-- Start Raw data --

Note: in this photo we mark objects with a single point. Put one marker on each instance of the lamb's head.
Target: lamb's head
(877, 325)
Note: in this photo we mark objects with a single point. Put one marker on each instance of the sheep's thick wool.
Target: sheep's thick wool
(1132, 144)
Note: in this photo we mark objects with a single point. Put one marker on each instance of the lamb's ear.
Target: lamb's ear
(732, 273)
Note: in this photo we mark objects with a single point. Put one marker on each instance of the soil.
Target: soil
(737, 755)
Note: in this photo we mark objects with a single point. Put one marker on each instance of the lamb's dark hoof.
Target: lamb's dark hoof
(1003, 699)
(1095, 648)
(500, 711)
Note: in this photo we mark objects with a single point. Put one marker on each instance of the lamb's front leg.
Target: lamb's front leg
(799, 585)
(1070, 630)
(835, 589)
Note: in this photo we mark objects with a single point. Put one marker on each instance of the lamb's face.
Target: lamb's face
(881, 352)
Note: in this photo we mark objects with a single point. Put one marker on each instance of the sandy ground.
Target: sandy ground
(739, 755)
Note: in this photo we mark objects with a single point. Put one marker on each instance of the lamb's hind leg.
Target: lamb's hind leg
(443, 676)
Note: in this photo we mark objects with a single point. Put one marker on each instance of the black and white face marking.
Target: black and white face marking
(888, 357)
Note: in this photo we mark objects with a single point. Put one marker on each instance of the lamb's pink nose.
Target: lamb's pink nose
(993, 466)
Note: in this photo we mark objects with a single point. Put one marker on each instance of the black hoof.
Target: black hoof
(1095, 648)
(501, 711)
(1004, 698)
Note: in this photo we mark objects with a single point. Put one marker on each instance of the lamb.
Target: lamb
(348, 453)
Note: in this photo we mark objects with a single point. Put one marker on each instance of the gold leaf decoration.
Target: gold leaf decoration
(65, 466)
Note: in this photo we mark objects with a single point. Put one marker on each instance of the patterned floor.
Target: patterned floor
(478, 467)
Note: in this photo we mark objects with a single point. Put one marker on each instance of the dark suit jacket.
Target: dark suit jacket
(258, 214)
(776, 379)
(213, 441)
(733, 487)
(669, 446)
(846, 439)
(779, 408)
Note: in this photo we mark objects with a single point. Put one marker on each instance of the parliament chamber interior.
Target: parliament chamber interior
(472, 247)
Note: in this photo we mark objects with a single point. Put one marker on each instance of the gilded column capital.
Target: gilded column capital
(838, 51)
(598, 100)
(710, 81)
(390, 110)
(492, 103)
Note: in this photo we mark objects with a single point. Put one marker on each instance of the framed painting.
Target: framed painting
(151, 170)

-- End Raw data --

What you need to do>
Copy out the lines above, starting with the line containing "lamb's pink nose." and continuing through the last line, both ends included.

Correct answer>
Note: in this photo we mark objects with a single point. Put one marker on each instance of the lamb's pink nose.
Target: lamb's pink nose
(993, 466)
Note: in this photo we mark objects with a single point. Put one marker on each instance of the black hoof.
Target: black hoof
(1095, 648)
(501, 711)
(1004, 698)
Note: in this photo we mark objects with a single point. Put one marker on each instance of the lamb.
Target: lamb
(348, 453)
Note: in this photo we mark objects with a single point. Put one marker on each instance of the gold leaf decoration.
Target: gold leaf decoration
(65, 466)
Note: in this photo we mark objects with a single point. Put one marker on each instance of the patterned floor.
Target: patterned floor
(478, 467)
Note: in this photo we mark objects with a single point. Put one marker on each instance of the dark suit jacket.
Target: dark suit jacket
(258, 214)
(776, 379)
(213, 441)
(733, 487)
(669, 446)
(846, 439)
(779, 408)
Note: in this photo we mark objects with a single point. Put one marker on each instance of the parliament chamber interior.
Target: parliament chamber interior
(472, 247)
Note: in this photo we mark objects with a single point. Put one marker on each instance of the gilded column capital.
Target: gilded column capital
(838, 51)
(598, 100)
(710, 81)
(390, 110)
(492, 103)
Note: in this photo we mark objects with a single point. Put one marker on each instance of the framed painting.
Target: framed painting
(151, 170)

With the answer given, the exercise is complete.